> [TASK SET]
**A)** Using the forum thread about copying a formula without changing its references, answer each question on its own line:
(i) Which key combination does the original poster say moves a formula?
(ii) In the reply, what character replaces the = sign?
(iii) Which shortcut does the reply use to make that replacement?
**B)** Extend the forum thread about copying a formula without changing its references, starting after its final line.

> [SOURCE TEXT]
-=-=-
Copying without refreshing references

Hello, 

 

I'd like to copy a formula in a cell to another cell without refreshing references, I mean, exactly the same formula en other location. I know that i can move the formula with "CtrlX" but I want to do it without cutting the previous formula (I want a copy process). Is it possible?

 

Thanks in advance.

  • JJVega - If you don't want to change the reference to absolute then this should help.

     

    Let's say you have this formula in cell B1 = SUM(A1:A5). We first need to replace = with #. We can use CTRL+H to do this. Now formula is gone in cell B1 and only the text #SUM(A1:A5) is left. 

     

    Copy the text #SUM(A1:A5) , paste it in the cell you want and do the reverse replace( # to=)

     

    Hope this helps!

     

  • JJVega 

    Let's say you have a formula such as

    =SUM(A1:A4)
-=-=-
> [DATA SECTION]

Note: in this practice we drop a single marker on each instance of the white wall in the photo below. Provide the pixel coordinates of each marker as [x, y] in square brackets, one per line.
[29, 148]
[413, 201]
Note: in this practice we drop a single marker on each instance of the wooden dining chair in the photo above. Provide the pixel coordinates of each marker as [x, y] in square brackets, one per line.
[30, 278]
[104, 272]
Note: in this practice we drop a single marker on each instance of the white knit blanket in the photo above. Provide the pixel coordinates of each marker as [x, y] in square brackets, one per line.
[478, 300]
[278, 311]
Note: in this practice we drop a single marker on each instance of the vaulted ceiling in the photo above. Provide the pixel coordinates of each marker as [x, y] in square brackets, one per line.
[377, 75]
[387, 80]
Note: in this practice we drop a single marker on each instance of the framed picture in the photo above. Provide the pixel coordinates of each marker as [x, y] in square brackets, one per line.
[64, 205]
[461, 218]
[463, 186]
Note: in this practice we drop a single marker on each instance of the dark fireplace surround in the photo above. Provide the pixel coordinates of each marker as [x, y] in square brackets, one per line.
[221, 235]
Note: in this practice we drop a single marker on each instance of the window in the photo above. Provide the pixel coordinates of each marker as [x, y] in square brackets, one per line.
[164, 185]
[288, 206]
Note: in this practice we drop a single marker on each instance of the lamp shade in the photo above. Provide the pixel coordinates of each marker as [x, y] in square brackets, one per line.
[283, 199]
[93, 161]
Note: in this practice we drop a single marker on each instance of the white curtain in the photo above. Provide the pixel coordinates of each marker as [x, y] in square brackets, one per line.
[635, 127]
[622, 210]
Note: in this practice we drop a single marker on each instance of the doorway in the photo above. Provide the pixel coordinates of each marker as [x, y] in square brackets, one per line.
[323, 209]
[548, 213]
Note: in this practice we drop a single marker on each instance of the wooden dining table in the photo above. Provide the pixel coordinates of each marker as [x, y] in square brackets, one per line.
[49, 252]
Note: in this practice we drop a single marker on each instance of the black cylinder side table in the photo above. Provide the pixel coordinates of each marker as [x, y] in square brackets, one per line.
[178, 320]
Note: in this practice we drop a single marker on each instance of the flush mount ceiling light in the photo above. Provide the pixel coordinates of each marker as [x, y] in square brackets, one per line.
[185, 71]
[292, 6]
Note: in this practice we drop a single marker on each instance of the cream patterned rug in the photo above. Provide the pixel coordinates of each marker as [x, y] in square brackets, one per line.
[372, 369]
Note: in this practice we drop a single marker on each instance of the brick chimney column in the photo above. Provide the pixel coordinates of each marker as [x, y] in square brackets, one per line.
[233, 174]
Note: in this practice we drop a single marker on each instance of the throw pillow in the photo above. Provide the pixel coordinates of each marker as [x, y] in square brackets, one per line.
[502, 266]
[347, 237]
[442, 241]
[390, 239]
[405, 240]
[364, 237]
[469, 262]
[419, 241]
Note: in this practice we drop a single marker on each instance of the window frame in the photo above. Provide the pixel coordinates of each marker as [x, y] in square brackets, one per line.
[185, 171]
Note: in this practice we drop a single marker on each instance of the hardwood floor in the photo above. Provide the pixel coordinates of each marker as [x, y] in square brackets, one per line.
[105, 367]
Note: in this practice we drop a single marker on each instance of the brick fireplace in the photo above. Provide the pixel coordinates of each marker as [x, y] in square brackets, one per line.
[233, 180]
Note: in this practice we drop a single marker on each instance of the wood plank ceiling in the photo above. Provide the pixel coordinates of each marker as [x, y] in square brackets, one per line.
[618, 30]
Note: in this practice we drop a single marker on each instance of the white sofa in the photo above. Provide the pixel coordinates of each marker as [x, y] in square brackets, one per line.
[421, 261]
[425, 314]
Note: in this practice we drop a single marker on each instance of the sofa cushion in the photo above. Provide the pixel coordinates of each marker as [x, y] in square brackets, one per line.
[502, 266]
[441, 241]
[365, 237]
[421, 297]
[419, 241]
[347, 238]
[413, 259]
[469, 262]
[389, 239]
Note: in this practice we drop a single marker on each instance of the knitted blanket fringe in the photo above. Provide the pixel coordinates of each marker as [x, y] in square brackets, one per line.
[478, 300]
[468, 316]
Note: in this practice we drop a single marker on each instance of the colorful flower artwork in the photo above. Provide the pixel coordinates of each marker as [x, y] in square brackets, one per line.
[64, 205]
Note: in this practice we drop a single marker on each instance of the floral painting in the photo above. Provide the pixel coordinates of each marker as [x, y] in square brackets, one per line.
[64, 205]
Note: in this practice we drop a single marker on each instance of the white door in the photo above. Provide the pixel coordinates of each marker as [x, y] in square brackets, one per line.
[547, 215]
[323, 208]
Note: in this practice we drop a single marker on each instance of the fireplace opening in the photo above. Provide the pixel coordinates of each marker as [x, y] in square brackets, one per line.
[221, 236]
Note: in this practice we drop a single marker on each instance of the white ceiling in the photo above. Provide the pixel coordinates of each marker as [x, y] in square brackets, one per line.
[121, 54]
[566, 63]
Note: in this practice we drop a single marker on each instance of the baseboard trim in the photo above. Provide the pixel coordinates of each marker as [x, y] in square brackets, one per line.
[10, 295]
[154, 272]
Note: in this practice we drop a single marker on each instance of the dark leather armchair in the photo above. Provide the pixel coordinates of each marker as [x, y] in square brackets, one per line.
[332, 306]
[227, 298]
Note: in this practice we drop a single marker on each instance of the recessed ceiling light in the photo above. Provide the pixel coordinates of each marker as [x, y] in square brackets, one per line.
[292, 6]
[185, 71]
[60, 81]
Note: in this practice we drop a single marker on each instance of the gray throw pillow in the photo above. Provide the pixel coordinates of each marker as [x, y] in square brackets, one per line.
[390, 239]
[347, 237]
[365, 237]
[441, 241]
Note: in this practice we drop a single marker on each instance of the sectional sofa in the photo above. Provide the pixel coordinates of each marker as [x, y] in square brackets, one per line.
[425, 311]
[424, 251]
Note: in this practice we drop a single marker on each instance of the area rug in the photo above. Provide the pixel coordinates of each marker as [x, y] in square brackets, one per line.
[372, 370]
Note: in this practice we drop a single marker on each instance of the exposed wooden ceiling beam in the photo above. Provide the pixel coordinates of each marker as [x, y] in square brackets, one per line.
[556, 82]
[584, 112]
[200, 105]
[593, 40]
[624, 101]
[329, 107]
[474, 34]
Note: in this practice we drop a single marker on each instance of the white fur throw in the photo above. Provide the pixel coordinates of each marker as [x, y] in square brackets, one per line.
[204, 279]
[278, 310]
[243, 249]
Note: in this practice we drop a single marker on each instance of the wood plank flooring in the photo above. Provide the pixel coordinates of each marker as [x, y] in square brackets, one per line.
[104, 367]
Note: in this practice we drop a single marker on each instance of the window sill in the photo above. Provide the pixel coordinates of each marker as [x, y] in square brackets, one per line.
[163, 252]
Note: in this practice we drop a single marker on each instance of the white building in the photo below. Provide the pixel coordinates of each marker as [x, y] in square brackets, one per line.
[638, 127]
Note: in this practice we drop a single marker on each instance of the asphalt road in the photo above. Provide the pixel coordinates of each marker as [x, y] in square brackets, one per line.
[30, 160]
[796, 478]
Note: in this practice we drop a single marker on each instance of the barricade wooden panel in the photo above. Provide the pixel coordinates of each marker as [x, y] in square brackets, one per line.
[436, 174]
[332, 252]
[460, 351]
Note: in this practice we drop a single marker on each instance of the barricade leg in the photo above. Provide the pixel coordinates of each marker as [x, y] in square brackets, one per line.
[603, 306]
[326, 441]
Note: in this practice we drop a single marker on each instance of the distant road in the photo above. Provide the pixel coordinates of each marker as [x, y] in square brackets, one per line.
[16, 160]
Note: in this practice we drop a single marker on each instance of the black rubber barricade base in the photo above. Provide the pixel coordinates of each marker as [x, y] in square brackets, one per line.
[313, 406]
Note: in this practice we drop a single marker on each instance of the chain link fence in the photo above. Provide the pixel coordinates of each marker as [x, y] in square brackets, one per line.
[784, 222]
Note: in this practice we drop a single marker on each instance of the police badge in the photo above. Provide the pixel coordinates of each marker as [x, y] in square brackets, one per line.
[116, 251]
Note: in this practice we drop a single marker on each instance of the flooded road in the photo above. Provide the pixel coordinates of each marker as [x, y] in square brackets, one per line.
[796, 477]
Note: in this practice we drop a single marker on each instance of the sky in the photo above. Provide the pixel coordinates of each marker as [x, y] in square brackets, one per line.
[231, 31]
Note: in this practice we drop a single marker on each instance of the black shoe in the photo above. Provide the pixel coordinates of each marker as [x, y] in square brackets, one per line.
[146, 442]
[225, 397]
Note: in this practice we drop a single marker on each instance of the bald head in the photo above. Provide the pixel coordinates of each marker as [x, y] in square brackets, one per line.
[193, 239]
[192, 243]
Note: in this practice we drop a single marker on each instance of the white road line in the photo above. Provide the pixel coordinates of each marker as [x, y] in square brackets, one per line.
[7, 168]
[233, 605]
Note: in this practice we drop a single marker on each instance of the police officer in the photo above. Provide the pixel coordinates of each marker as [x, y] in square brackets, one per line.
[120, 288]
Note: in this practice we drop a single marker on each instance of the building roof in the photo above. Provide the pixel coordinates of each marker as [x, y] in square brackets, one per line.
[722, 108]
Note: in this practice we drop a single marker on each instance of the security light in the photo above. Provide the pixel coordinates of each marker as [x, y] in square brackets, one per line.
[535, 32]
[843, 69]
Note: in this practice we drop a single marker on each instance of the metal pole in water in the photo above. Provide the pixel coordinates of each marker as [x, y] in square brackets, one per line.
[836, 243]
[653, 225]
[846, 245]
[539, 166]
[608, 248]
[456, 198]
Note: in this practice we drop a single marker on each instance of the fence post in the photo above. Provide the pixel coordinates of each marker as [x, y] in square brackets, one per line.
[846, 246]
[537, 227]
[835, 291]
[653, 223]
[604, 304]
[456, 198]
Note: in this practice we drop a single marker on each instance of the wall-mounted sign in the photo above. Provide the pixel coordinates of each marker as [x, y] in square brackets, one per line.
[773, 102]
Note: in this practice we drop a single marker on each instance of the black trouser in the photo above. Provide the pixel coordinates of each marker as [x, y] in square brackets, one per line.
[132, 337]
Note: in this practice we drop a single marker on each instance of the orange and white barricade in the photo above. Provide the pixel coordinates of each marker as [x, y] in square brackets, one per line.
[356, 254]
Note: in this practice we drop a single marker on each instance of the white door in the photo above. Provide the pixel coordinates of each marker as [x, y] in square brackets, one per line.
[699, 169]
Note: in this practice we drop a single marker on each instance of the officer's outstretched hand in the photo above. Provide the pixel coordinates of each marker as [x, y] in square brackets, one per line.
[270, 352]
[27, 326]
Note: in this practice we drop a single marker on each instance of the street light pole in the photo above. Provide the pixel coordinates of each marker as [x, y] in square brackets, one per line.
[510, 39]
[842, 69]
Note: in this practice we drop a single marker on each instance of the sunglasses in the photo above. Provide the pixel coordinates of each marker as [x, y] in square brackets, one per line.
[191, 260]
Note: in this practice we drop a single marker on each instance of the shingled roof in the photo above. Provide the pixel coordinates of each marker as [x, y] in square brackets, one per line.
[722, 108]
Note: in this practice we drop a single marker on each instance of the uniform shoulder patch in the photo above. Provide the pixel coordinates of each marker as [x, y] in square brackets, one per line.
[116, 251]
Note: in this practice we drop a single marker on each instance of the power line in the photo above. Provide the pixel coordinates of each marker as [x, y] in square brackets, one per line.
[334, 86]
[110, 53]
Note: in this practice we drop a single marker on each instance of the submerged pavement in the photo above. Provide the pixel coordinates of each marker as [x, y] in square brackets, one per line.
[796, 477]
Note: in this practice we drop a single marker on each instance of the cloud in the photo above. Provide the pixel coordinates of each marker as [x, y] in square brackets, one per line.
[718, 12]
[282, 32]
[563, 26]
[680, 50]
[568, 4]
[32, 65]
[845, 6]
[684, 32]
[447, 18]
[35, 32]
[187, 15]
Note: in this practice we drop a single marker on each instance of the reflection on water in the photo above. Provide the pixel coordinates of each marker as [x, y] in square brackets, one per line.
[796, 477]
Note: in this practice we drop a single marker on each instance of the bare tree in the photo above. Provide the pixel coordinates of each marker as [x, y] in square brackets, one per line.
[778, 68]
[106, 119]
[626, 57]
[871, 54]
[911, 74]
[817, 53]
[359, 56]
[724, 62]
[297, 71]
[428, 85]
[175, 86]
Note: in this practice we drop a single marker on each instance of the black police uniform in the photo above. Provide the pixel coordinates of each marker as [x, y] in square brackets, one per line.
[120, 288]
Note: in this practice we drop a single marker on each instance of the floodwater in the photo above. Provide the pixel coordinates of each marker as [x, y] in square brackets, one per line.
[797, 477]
-=-=-
> [FINAL ANSWERS]
**A)**
(i) CtrlX
(ii) #
(iii) CTRL+H

**B)**
    If you copy the cell with the formula and paste it elsewhere, the range in the formula will change. You can prevent this by making the range reference absolute:

    =SUM($A$1:$A$4)

    The range will then remain the same when you copy/paste the cell with the formula.

     

    Another option:

    • Select the cell with the formula.
    • Press F2 to edit the cell, or click in the formula bar.
    • Select the entire formula (Ctrl+A) and copy it (Ctrl+C).
    • Press Esc to stop editing the cell.
    • Select the target cell and paste (Ctrl+V).
    • JJVega's avatar
      JJVega
      Copper Contributor
      Thank you Hans,

      The absolute reference is a good point however I can't use it because I'd like to drag the formula to other cell from the new position so I need to conserve it with no dollars.

      Copying the formula from the formula bar is the option that I'm using right now but I was wondering if an automatic process without cutting exists.

      Thank you so much for your response!
      • JJVega 

        I'm not aware of another built-in way to do what you want.

        A VBA macro would be another possibility, but that is probably overkill.